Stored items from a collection
Segment Open
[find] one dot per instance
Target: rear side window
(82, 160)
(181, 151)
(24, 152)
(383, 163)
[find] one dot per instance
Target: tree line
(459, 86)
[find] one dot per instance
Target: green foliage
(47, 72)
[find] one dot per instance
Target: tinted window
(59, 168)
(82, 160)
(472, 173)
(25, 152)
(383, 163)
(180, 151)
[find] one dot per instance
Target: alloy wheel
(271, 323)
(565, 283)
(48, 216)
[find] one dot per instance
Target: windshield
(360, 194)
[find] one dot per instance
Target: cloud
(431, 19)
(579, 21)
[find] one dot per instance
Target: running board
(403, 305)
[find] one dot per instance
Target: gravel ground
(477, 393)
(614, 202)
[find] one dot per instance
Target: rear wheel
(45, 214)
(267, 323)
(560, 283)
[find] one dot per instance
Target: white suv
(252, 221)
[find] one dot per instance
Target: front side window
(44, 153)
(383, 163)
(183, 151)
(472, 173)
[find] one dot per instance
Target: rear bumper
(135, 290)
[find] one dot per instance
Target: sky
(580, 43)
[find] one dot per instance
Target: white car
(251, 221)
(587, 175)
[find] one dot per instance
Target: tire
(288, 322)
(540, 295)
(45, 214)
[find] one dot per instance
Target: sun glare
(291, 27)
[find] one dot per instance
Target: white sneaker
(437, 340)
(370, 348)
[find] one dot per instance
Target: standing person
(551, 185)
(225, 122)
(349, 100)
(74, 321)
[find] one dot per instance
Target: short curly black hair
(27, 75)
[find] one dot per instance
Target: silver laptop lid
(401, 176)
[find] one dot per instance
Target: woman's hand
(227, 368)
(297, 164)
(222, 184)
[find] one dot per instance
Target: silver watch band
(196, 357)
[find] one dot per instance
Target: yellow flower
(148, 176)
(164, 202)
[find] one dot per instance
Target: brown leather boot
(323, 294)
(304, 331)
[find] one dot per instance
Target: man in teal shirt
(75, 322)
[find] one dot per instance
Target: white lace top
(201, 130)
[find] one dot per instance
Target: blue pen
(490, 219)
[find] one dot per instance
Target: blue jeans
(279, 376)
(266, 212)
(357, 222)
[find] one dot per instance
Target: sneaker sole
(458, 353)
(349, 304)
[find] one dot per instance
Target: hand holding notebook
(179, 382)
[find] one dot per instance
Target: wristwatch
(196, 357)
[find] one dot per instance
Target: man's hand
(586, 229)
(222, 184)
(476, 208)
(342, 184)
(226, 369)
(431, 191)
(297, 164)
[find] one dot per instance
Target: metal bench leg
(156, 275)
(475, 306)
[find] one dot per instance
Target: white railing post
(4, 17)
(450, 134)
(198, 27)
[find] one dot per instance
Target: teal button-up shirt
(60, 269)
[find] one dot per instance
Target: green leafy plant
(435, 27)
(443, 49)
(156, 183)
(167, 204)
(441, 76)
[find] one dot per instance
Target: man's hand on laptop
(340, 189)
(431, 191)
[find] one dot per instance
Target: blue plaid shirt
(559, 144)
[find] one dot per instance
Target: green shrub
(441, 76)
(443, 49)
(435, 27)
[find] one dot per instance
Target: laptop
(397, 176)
Segment Closed
- [EXERCISE DESCRIPTION]: This exercise requires all the entries to be written out again exactly.

- [EXERCISE ANSWER]:
[find] one dot per instance
Target: rear side window
(82, 160)
(181, 151)
(24, 152)
(383, 163)
[find] one dot per instance
Target: tree line
(459, 86)
[find] one dot per instance
Target: green foliage
(47, 72)
[find] one dot per instance
Target: tinted window
(59, 168)
(82, 160)
(472, 173)
(25, 152)
(383, 163)
(180, 151)
[find] one dot per instance
Target: alloy wheel
(271, 323)
(565, 283)
(48, 216)
[find] one dot per instance
Target: windshield
(360, 194)
[find] one dot per instance
Target: cloud
(431, 19)
(579, 21)
[find] one dot per instance
Target: running board
(403, 305)
[find] one dot per instance
Target: gravel ground
(477, 393)
(614, 202)
[find] one dot per instance
Target: rear wheel
(45, 214)
(267, 323)
(560, 283)
[find] one dot per instance
Target: white suv
(252, 221)
[find] one dot per instance
Target: front side window
(44, 153)
(383, 163)
(183, 151)
(472, 173)
[find] one dot per instance
Target: rear bumper
(135, 290)
[find] one dot per instance
Target: sky
(580, 43)
[find] one dot per instance
Target: white car
(251, 221)
(587, 175)
[find] one dot per instance
Target: tire
(288, 322)
(540, 295)
(45, 214)
[find] one dot per instance
Target: sun glare
(291, 27)
[find] one dot per instance
Target: white sneaker
(437, 340)
(370, 348)
[find] one dot per instance
Target: standing person
(551, 185)
(225, 122)
(349, 100)
(74, 321)
[find] one dot per instance
Target: short curly black hair
(27, 75)
[find] one dot per instance
Target: silver laptop lid
(401, 176)
[find] one dot per instance
Target: woman's hand
(227, 368)
(297, 164)
(222, 184)
[find] one dot per instance
Target: silver watch band
(196, 357)
[find] one dot per instance
Target: yellow flower
(148, 176)
(164, 202)
[find] one dot per instance
Target: brown leather boot
(323, 294)
(304, 331)
[find] one dot per instance
Target: man in teal shirt
(75, 322)
[find] one dot per instance
Target: white lace top
(201, 130)
[find] one dot per instance
Target: blue pen
(490, 219)
[find] one dot per instance
Target: blue jeans
(279, 376)
(266, 212)
(357, 222)
[find] one dot per instance
Target: sneaker sole
(458, 353)
(349, 304)
[find] one dot per instance
Target: hand holding notebook
(179, 382)
[find] one dot per instance
Target: wristwatch
(196, 357)
[find] one dot per instance
Target: man's hand
(586, 229)
(222, 184)
(476, 208)
(342, 184)
(226, 369)
(431, 191)
(297, 164)
[find] one dot per instance
Target: metal bench leg
(156, 275)
(475, 306)
[find] one dot per instance
Target: white railing post
(4, 17)
(450, 134)
(198, 27)
[find] one dot per instance
Target: teal button-up shirt
(60, 269)
[find] one dot per instance
Target: green leafy plant
(435, 27)
(443, 49)
(156, 183)
(167, 204)
(441, 76)
[find] one dot per instance
Target: man's hand on laptop
(340, 189)
(431, 191)
[find] one dot per instance
Target: blue plaid shirt
(559, 144)
[find] one dot per instance
Target: green shrub
(441, 76)
(443, 49)
(435, 27)
[find] one dot per instance
Target: laptop
(397, 176)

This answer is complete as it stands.